§ **What you will do**:
Restate the records that follow word for word; no pictures should appear.

§ **Records to use**:
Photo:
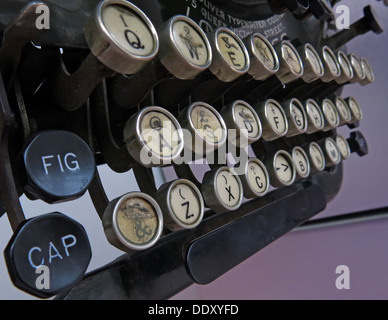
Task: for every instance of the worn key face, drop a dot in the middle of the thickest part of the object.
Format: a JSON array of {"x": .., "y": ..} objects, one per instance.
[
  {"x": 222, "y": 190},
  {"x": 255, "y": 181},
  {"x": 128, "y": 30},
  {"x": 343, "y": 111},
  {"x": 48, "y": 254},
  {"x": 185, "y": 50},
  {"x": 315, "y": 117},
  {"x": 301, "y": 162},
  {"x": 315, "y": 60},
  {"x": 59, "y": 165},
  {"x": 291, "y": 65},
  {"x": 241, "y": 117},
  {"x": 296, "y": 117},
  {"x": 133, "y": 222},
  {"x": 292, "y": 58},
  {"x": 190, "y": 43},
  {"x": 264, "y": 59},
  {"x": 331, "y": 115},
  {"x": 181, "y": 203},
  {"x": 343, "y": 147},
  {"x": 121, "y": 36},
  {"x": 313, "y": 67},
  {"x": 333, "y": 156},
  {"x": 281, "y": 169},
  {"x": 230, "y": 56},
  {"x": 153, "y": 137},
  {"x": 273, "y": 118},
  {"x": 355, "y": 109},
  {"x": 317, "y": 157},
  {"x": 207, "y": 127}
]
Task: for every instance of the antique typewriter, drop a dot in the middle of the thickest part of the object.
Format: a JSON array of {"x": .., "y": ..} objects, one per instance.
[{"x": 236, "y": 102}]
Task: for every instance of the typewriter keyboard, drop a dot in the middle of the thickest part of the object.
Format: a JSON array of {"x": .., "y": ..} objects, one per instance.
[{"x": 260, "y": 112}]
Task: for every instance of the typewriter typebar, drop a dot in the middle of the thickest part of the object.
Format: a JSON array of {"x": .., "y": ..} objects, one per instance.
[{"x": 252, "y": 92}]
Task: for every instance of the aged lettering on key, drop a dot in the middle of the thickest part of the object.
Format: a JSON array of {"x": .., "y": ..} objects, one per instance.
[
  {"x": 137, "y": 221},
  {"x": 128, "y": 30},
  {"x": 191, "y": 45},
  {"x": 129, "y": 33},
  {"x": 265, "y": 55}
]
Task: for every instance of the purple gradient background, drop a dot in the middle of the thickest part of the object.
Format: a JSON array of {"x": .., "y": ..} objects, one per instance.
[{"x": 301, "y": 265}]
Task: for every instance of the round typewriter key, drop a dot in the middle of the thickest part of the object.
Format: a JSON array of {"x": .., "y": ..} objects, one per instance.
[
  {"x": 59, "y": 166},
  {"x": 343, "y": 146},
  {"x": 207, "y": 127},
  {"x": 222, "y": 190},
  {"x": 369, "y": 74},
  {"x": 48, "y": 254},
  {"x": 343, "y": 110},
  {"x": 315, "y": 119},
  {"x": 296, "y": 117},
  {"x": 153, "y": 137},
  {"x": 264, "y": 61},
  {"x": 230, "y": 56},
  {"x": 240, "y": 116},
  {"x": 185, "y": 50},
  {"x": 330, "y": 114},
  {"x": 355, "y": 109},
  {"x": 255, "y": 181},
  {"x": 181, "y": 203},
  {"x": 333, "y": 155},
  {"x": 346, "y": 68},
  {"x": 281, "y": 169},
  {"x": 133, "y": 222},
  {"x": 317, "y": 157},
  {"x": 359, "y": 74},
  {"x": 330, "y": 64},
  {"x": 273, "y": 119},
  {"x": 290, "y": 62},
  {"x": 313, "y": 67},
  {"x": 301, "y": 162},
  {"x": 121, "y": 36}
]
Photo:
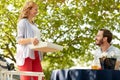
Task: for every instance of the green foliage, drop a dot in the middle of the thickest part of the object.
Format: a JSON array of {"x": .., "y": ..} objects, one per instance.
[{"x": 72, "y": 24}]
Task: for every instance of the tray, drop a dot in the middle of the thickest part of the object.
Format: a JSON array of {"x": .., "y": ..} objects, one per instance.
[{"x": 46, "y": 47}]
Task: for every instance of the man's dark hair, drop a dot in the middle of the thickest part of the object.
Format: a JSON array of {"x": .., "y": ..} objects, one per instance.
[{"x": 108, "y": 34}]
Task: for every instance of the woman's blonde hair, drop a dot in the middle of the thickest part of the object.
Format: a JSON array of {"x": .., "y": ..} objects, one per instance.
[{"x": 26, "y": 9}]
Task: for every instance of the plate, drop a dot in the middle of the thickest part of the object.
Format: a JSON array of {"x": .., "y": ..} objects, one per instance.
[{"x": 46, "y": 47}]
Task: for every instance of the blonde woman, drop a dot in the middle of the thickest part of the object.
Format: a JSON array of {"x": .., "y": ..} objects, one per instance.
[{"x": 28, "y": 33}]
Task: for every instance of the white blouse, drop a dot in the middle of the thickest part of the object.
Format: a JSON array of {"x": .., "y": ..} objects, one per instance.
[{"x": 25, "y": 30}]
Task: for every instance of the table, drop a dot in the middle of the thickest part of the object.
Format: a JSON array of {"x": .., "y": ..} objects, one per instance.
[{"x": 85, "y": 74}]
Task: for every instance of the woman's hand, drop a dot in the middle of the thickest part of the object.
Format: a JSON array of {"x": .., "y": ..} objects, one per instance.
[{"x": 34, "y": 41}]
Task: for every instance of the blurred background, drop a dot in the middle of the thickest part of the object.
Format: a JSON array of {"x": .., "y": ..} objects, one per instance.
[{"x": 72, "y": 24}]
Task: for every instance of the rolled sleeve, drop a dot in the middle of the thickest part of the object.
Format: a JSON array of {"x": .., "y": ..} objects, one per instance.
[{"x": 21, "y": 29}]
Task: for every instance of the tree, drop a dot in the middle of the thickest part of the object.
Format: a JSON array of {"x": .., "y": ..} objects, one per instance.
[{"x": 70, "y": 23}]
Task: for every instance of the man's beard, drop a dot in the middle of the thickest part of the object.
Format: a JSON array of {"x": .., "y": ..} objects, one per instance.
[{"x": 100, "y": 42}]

§ **Your response**:
Photo:
Task: for every instance of the worn key face, drop a dot in the middle of the thickest part of the object.
Format: a JSON array of {"x": .., "y": ..} objects, one per instance.
[
  {"x": 222, "y": 190},
  {"x": 255, "y": 181},
  {"x": 128, "y": 30},
  {"x": 343, "y": 111},
  {"x": 48, "y": 254},
  {"x": 185, "y": 50},
  {"x": 315, "y": 117},
  {"x": 301, "y": 162},
  {"x": 315, "y": 60},
  {"x": 59, "y": 165},
  {"x": 291, "y": 65},
  {"x": 241, "y": 117},
  {"x": 296, "y": 117},
  {"x": 133, "y": 222},
  {"x": 292, "y": 58},
  {"x": 190, "y": 43},
  {"x": 264, "y": 59},
  {"x": 331, "y": 115},
  {"x": 181, "y": 203},
  {"x": 343, "y": 147},
  {"x": 121, "y": 36},
  {"x": 313, "y": 67},
  {"x": 333, "y": 156},
  {"x": 281, "y": 169},
  {"x": 230, "y": 56},
  {"x": 153, "y": 137},
  {"x": 273, "y": 118},
  {"x": 355, "y": 109},
  {"x": 317, "y": 157},
  {"x": 207, "y": 127}
]
Task: for every instance of the antique typewriter, drop a dot in the middle of the thickest part of the object.
Format: a JSON array of {"x": .., "y": ..} objects, one per instance.
[{"x": 236, "y": 102}]
Task: for every instance of the typewriter keyboard, drop a dot in the middle of the thickest part of the object.
Format: a JSON array of {"x": .., "y": ..} objects, one per instance.
[{"x": 260, "y": 112}]
Task: for every instance of the typewriter typebar, drop a dot in the middle of the thickest part of the object.
Format: a JSON array of {"x": .., "y": ..} objects, one per instance.
[{"x": 252, "y": 92}]
Task: for every instance of the aged lettering on key, drop a dot in the middle of the thickest part of the object.
Format: a JSON array of {"x": .., "y": ..} objects, one per instance.
[
  {"x": 137, "y": 221},
  {"x": 128, "y": 30},
  {"x": 191, "y": 45},
  {"x": 129, "y": 33},
  {"x": 265, "y": 55}
]
Task: for every instance of the purple gradient background, drop a dot in the middle of the thickest part of the object.
Format: a JSON array of {"x": .., "y": ..} objects, one per instance.
[{"x": 301, "y": 265}]
Task: for every instance of the round typewriter key, drop a dot in the middle of the thickest part of the object.
Format: a JSON array of {"x": .., "y": ..} objects, one per instance.
[
  {"x": 59, "y": 166},
  {"x": 343, "y": 146},
  {"x": 207, "y": 127},
  {"x": 222, "y": 190},
  {"x": 369, "y": 74},
  {"x": 48, "y": 254},
  {"x": 343, "y": 110},
  {"x": 315, "y": 119},
  {"x": 296, "y": 117},
  {"x": 153, "y": 137},
  {"x": 264, "y": 61},
  {"x": 230, "y": 56},
  {"x": 240, "y": 116},
  {"x": 185, "y": 50},
  {"x": 330, "y": 114},
  {"x": 355, "y": 109},
  {"x": 255, "y": 181},
  {"x": 181, "y": 203},
  {"x": 333, "y": 155},
  {"x": 346, "y": 68},
  {"x": 281, "y": 169},
  {"x": 133, "y": 222},
  {"x": 317, "y": 157},
  {"x": 359, "y": 74},
  {"x": 330, "y": 64},
  {"x": 273, "y": 119},
  {"x": 290, "y": 62},
  {"x": 313, "y": 67},
  {"x": 301, "y": 162},
  {"x": 121, "y": 36}
]
Photo:
Task: for every instance of the green foliage, drop a dot in the middle of the thickest part of the object.
Format: a JSON array of {"x": .., "y": ..} objects, one per instance.
[{"x": 72, "y": 24}]
Task: for every instance of the tray, drop a dot in the middle of the thickest part of the object.
Format: a JSON array of {"x": .., "y": ..} objects, one per instance.
[{"x": 46, "y": 47}]
Task: for every instance of the man's dark hair, drop a dot in the middle of the thickest part of the object.
Format: a JSON array of {"x": .., "y": ..} objects, one per instance.
[{"x": 108, "y": 34}]
Task: for every instance of the woman's blonde hair, drop a dot in the middle of the thickest part of the object.
Format: a JSON array of {"x": .., "y": ..} objects, one per instance.
[{"x": 26, "y": 9}]
Task: for every instance of the plate, drop a dot in the middle of the thickest part of the object.
Format: a JSON array of {"x": .., "y": ..} objects, one per instance.
[{"x": 46, "y": 47}]
Task: for every instance of the blonde woman, drop a dot in the middle of the thickest part of the object.
Format: a JSON array of {"x": .., "y": ..} objects, one per instance.
[{"x": 28, "y": 33}]
Task: for every instance of the white blouse, drop a dot in the middle of the thickest part of the object.
Format: a JSON array of {"x": .., "y": ..} objects, one per instance.
[{"x": 25, "y": 30}]
Task: for every instance of the table, drop a dot in the middle of the thickest part of the object.
Format: a JSON array of {"x": .., "y": ..} objects, one per instance.
[{"x": 85, "y": 74}]
Task: for every instance of the woman's hand, drop a dot in the middle of the thickest part of the object.
Format: a JSON array of {"x": .., "y": ..} objects, one per instance.
[{"x": 34, "y": 41}]
Task: for every instance of the blurred background, drop a dot in the middle of the thickest part of the object.
Format: a JSON array of {"x": .., "y": ..} objects, one per instance.
[{"x": 72, "y": 24}]
Task: for every instance of the rolled sleeve, drop a dot in the middle of the thickest part of the object.
Format: a JSON array of {"x": .., "y": ..} objects, one per instance.
[{"x": 21, "y": 29}]
Task: for every instance of the tree, drop a dot in the middle of the thickest part of the object.
Format: a JSON array of {"x": .., "y": ..} objects, one per instance.
[{"x": 70, "y": 23}]
Task: for every instance of the man's beard, drop a dot in the middle of the thickest part of the object.
Format: a JSON array of {"x": .., "y": ..} objects, one per instance.
[{"x": 100, "y": 42}]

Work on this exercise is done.